[Условие задания]
Перечислите все сроки заключения, назначенные осуждённым, которые описаны в исходном тексте ниже. Для каждого срока укажите, к кому он относится.

[Исходный текст]
Пасха. Благодатный огонь.
Пасха. Благодатный огонь.

Своё освобождение я встретил в другой колонии, мне оставалось сидеть меньше года, вышел закон, который говорил, что первоходы должны содержаться отдельно от рецидивистов. Тяжело было прощаться с теми, с кем провёл большую часть срока, ведь все они имели не первую судимость. Теперь это был другой контингент. Большинство осужденных составляла молодёжь, получившая срока за модное теперь распространение наркотиков. Молодой девятнадцати летний парень, из города героя Орла получивший шесть лет за продажу коробка анаши. Андрюха хороший моторист швейного производства с восьмью годами режима, продававший эту анашу туристам на Краснодарских курортах. Два молодых парня с 18-ю годами заключения у каждого, болельщики одной знаменитой команды. Фанаты, осужденные за убийство в массовой драке болельщиков. Теперь почему-то они не могли смотреть футбол с такой страстью, с которой раньше прославляли своих кумиров. Таким был контингент этой колонии, впервые осужденных по особо тяжким статьям кодекса, на территории которой, находился прекрасный рубленный, из мачтовой сосны Храм, построенный и освящённый в честь Царской Семьи Романовых.

Староста этого Храма носил героическую фамилию всем известного Русского полководца Суворов. Оказывается что эта фамилия довольно распространённая в этой республике. Сам полководец был родом из этих мест, и свои последние земные дни окончил в монашеском постриге. Мне посчастливилось причаститься, в этом Храме, вспоминая это причастие, приходит в голову мысль, что сама Венценосная Семья Романовых стала соучастником этого Церковного таинства Евхаристии.

[Исследуемые данные]
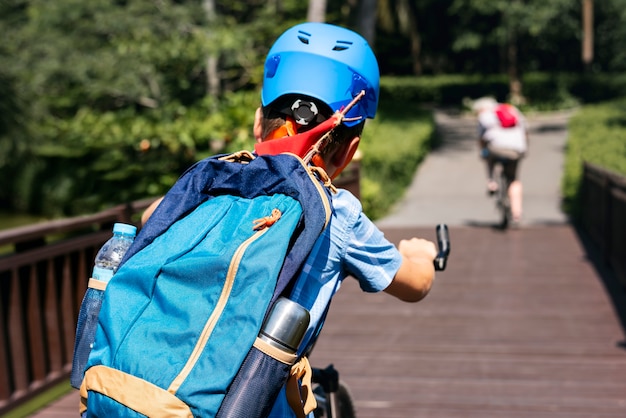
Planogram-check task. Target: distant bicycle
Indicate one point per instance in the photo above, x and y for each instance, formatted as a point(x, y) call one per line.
point(502, 193)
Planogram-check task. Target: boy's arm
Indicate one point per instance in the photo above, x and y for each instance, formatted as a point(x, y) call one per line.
point(413, 280)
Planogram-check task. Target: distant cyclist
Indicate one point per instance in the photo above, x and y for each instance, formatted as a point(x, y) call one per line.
point(503, 137)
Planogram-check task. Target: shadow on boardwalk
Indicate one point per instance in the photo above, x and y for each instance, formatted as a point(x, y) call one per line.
point(523, 323)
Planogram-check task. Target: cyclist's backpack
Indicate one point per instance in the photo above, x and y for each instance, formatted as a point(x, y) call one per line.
point(506, 115)
point(184, 310)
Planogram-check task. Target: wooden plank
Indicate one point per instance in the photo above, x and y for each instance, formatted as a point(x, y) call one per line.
point(521, 324)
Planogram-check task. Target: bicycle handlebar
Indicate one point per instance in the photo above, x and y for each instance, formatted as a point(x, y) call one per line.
point(443, 242)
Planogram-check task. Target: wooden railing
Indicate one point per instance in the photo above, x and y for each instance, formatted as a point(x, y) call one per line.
point(43, 276)
point(44, 270)
point(603, 202)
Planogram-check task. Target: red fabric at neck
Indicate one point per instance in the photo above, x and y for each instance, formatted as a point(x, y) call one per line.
point(298, 144)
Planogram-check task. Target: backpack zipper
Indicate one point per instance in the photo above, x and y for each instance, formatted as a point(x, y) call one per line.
point(209, 326)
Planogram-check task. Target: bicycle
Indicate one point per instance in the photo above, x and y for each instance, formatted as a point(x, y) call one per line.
point(502, 193)
point(333, 396)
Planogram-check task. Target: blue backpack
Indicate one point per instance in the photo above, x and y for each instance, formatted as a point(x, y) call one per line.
point(183, 312)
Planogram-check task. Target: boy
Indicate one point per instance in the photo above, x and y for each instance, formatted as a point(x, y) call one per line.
point(312, 71)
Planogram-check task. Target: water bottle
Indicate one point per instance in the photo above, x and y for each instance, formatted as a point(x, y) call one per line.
point(285, 326)
point(106, 263)
point(264, 372)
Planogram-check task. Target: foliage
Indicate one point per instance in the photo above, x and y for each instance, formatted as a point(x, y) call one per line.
point(393, 145)
point(544, 91)
point(596, 134)
point(102, 102)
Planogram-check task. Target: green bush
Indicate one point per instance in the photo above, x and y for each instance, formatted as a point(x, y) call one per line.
point(597, 134)
point(393, 145)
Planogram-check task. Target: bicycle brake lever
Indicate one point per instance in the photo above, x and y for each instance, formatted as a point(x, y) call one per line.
point(443, 242)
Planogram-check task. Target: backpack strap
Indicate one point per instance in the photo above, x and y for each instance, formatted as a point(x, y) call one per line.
point(246, 175)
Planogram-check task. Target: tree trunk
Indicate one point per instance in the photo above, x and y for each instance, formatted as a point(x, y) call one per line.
point(317, 11)
point(416, 39)
point(587, 47)
point(366, 20)
point(212, 70)
point(516, 96)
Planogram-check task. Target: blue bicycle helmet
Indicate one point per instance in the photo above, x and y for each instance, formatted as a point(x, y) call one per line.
point(326, 62)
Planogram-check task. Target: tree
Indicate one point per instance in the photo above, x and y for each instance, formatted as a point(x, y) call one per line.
point(507, 25)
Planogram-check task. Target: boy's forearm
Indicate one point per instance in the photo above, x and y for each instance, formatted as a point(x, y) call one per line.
point(414, 278)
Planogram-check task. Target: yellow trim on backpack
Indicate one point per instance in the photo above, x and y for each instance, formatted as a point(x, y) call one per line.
point(209, 326)
point(97, 284)
point(133, 392)
point(274, 352)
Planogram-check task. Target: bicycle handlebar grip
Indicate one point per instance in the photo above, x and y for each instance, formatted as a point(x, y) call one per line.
point(443, 242)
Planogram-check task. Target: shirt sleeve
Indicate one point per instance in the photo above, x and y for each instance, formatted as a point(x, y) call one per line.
point(370, 257)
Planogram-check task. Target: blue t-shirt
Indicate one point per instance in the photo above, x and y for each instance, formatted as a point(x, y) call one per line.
point(351, 246)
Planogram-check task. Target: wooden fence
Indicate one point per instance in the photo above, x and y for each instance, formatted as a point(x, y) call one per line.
point(44, 269)
point(603, 203)
point(43, 276)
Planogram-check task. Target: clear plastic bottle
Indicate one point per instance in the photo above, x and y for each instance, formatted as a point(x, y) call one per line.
point(106, 263)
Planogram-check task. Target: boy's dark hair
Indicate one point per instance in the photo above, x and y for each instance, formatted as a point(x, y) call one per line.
point(274, 117)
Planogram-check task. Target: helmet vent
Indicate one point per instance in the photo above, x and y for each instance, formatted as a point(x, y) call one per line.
point(342, 45)
point(304, 37)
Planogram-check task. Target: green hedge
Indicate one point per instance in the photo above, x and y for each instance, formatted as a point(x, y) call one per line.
point(596, 134)
point(393, 145)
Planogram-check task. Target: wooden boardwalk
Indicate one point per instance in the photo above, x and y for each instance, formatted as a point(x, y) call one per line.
point(521, 324)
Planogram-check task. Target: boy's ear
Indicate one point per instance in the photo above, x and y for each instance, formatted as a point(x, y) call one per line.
point(257, 130)
point(344, 155)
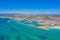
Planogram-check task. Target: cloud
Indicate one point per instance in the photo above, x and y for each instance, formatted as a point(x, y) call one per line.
point(30, 11)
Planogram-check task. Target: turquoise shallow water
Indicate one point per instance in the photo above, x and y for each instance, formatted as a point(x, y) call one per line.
point(11, 29)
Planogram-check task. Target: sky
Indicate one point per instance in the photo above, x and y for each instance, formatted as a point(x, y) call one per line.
point(30, 6)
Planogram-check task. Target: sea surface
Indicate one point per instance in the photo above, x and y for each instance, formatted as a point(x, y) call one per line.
point(11, 29)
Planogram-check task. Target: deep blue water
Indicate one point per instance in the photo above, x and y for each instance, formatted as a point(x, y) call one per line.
point(13, 30)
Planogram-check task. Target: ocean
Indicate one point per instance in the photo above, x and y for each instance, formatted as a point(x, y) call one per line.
point(11, 29)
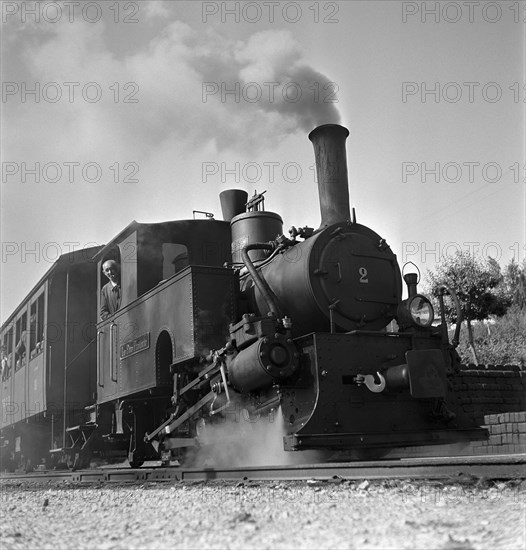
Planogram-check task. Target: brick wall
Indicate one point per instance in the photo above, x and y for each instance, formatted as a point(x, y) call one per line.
point(495, 397)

[Ответ к заданию]
- Шесть лет: девятнадцатилетний парень из Орла.
- Восемь лет: Андрюха, моторист швейного производства.
- 18 лет у каждого: двое молодых парней, болельщики одной знаменитой команды.